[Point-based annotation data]
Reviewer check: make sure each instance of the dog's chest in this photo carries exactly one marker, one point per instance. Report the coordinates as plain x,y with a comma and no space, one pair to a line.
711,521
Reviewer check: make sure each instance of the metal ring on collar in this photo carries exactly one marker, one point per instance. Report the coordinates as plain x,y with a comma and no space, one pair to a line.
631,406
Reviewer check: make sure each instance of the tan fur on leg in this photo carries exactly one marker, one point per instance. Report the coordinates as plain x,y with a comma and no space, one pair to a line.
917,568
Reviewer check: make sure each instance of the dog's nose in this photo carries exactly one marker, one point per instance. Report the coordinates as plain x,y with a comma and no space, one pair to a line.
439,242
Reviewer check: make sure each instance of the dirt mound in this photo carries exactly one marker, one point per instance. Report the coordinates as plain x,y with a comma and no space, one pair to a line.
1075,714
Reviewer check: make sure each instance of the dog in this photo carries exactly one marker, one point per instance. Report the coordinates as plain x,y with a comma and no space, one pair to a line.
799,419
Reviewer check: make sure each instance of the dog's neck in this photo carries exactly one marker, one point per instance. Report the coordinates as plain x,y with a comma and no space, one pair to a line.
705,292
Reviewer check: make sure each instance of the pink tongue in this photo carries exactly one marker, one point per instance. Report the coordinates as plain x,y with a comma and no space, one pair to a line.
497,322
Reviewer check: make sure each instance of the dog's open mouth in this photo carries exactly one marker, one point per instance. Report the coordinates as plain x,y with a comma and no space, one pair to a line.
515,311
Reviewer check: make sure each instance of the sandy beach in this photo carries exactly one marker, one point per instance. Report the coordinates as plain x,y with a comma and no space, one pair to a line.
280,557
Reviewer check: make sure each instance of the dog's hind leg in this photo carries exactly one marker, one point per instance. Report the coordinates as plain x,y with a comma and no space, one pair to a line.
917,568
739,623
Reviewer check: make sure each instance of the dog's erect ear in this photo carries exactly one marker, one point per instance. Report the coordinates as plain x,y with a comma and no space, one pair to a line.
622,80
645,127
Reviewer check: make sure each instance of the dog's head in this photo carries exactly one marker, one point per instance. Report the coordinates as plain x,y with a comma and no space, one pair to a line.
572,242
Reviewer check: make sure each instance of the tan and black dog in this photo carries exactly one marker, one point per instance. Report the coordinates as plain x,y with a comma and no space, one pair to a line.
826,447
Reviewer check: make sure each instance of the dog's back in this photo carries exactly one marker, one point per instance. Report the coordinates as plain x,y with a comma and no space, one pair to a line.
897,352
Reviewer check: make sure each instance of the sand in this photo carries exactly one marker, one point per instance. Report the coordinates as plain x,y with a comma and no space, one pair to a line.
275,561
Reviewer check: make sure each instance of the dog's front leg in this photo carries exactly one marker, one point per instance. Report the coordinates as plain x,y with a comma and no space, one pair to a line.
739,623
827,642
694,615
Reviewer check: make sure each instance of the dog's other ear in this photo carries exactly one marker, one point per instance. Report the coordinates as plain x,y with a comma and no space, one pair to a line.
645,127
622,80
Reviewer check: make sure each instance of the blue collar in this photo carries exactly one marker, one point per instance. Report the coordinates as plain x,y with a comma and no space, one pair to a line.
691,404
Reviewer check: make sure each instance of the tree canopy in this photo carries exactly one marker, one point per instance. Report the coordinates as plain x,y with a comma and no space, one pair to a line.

■ Given problem ■
Please convert all the records above into a numbered list and leave out any blank lines.

■ Exercise output ■
1. Reviewer check: make sure each instance of the dog's chest in this photo carries exactly one marker, one point per instance. Report the coordinates as plain x,y with a comma and no space, one pair to a line.
2. 711,521
3. Reviewer check: make sure each instance of the metal ring on collar in this photo carries exactly one marker, one point per instance. Report the coordinates as plain x,y with a comma and no space, one pair to a line.
4. 631,406
5. Reviewer check: make sure each instance of the tan fur on leg in this photo carries exactly one marker, one point per instance. Report the coordinates as plain x,y with a comma and no space, one pair to a line.
6. 917,568
7. Reviewer check: make sure each instance of the dog's nose in this photo carries exactly one marker, one point per instance. Report the coordinates as plain x,y with a comma and no space, one pair to a line.
8. 439,242
9. Reviewer check: make sure each instance of the dirt mound in this photo carries exactly one marker, one point per instance. Report the coordinates as plain x,y with a comma and no space, one pair to a line.
10. 1075,714
11. Reviewer check: make sure each instance of the dog in this photo carries exactly one marker, one point per instance. Report the coordinates as plain x,y with a comma and no space, one pair to a line.
12. 799,419
13. Reviewer check: make sure each instance of the dog's neck in this photo carries exactly one marker, one point per instance. Report the coordinates as plain x,y with a comma and no space, one pair to a line.
14. 705,292
15. Reviewer check: make sure each instance of the pink tongue in this photo carries exactly one marker, one point per instance. Report the coordinates as plain x,y with a comma and no space, one pair to a line.
16. 497,322
17. Reviewer check: make sure each instance of the dog's open mouth in this photo carries exactly one marker, one point per instance. Report the coordinates as plain x,y with a comma and no space, one pair to a line.
18. 515,311
19. Reviewer check: make sure each instance of the sandy beach in this photo carries exactly one marker, one point per instance. Report the coordinates as plain x,y with a comma and no space, one pair to a line.
20. 280,557
21. Reviewer check: make sure each instance of the dog's hind leg in this photo carries exactly one marker, one point per instance. Report the coordinates as plain x,y with a comma and no space, one pair to a line.
22. 917,568
23. 739,623
24. Reviewer check: make sure each instance of the dog's erect ear in this photo carries exactly one marker, one point per instance. Report the coordinates as plain x,y with a comma and no space, one pair to a line.
25. 622,80
26. 645,127
27. Reviewer check: make sure each instance of the dog's head in this photo carries exactly one marker, one point per instance. Report the coordinates as plain x,y with a comma and no space, one pair to a line.
28. 572,242
29. Reviewer check: make sure each instance of the tan and black dog in this photo carries exactly one marker, one point per instance. Report the coordinates as plain x,y with a comma and no space, one pair to a line.
30. 826,447
31. Reviewer check: make sure each instance of the dog's back in this photo carries exactly one marker, one point per instance. Report the coordinates as plain x,y with a comma and no space, one pair to a line.
32. 897,352
33. Reviewer check: make sure each instance of the sand in this photo carries exactly one marker, one point per instance. Report the coordinates as plain x,y with a comma and no space, one pair to a line.
34. 275,561
35. Reviewer check: make sure each instance of the dog's front leg in this photo carries exactly one marker, one point per instance. Report the coordinates as plain x,y with a comma and no space, one pair to a line.
36. 739,623
37. 827,642
38. 694,615
39. Reviewer check: make sure each instance of the dog's other ear in this photo carries exactly one marker, one point per instance. Report the coordinates as plain x,y with a comma and no space, one pair to a line.
40. 645,127
41. 622,80
42. Reviewer check: make sure each instance of the blue collar in this photo carries exactly one marker, one point per instance. Report the coordinates as plain x,y with a comma and no space, one pair to a line.
43. 691,404
44. Reviewer check: make sure each instance of the tree canopy in this photo carries exactly one marker, one point per instance. Report the coordinates as plain x,y with a comma and no space, one pair to a line.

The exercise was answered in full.